Category: Knowledge Bank

  • The secret to strategic planning…

    Through my role at Midnightsky I have had the chance to see a lot of conversation about strategy. It happens formally; like when an organisation is creating their Vision, Mission, Values and (of course) their Strategic Plan. It also happens informally; like when people are deciding which direction to go in the face of a crisis or big opportunity that has emerged.

    In situations that are more informal there is often a lot of talking, and that talking can go around in circles. If you’re lucky someone starts asking the questions that are the catalyst for a strategic conversation:

    “Why would that help us achieve <insert bigger goal>?”

    “How could we turn this situation into an advantage for our <insert bigger goal>?”

    “Why are we doing all of this anyway? What are we in pursuit of?”

    These kinds of questions make sure that tactical decisions, quick wins that keep the ship afloat, are also strategic in nature. The ship is afloat and still heading in the agreed direction.

    In formal strategic planning situations (which we have been involved in quite a few!) there are three key things that lead to developing a successful strategic plan. That is a strategic plan that people understand and commit to achieve.

    Over the years that we have been delivering these kinds of plans, these three themes repeat again and again. Organisations that succeed engage the right people at the right time, understand that their strategy is their organisational story, and they create plans that are measureable.

    1. Engagement

    When the strategic planning process begins the team that has been put in charge are invariably overwhelmed by the magnitude of the task they face. At this moment it can be tempting to reduce the scale of the problem by reducing the number of people who have input to the project, particularly in the consultation. The two groups who often get shafted at this moment are frontline staff and the board.

    The conversation goes something like this;

    “Yes we are going to engage our <staff/board/stakeholder>. We will develop a draft and distribute it for comment 2 weeks before signoff…”

    And the fun begins. This looks like a solid plan, and the rationale is often something around ‘focusing’ the input we get from these groups.

    What goes wrong with this approach (almost always in my experience) is that someone, at the eleventh hour, starts asking ‘big questions’, you know, strategic questions.

    There isn’t enough time to think about and respond to these questions, because these questions belong at the start of the process, not the end. And if they emerge, for the first time, at the end, and they aren’t dealt with, then you lose people.

SET TASK 1: In the post on strategic planning, which two groups often get shafted when the planning team cuts down how many people have input?
SET TASK 2: Name every item the strategic planning post lists as something an organization creates when strategy is discussed formally.

PROVIDED MATERIAL:
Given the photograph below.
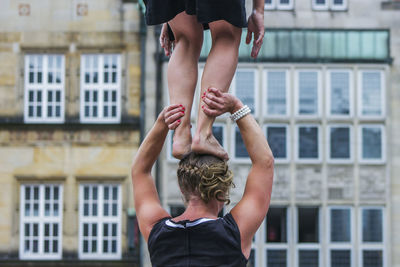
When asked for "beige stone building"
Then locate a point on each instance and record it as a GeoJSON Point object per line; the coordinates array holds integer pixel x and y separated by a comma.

REPLY 1: Frontline staff and the board.

REPLY 2: Vision, Mission, Values, and Strategic Plan.